--- START SUPPLIED RECORDS ---

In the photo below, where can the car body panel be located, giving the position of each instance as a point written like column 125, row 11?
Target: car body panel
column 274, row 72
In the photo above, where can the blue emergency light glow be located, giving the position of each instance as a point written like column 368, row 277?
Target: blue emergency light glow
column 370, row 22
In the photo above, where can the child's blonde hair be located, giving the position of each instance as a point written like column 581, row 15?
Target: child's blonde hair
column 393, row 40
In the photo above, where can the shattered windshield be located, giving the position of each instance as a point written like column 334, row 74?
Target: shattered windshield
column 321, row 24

--- END SUPPLIED RECORDS ---
--- START SUPPLIED RECORDS ---

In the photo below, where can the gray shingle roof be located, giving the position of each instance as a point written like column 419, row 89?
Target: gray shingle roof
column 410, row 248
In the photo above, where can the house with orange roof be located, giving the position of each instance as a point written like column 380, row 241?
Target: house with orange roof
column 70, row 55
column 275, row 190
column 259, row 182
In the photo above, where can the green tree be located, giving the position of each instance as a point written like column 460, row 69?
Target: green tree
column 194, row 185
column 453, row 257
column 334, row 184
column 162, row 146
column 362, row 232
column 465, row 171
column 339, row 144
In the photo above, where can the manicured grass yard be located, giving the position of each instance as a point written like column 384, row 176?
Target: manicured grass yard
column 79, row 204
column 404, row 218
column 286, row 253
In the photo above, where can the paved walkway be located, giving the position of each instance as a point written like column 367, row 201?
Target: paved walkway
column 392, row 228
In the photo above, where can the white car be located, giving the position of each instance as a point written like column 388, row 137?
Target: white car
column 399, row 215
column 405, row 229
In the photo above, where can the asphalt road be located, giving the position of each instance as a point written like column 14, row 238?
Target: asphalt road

--- END SUPPLIED RECORDS ---
--- START SUPPLIED RECORDS ---

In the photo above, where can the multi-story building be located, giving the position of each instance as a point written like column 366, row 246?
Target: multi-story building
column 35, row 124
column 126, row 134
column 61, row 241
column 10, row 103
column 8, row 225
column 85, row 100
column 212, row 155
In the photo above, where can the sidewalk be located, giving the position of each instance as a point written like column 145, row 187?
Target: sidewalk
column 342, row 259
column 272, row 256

--- END SUPPLIED RECORDS ---

Rewrite the lines above as a numbered list, starting at the line that contains "In the photo above, where can the paved" and ending at the line that contains "column 392, row 228", with any blank lines left out.

WRITTEN RESPONSE ▸
1. In the photo above, where can the paved walkway be located, giving the position of each instance as a point written like column 367, row 201?
2. Target: paved walkway
3. column 392, row 228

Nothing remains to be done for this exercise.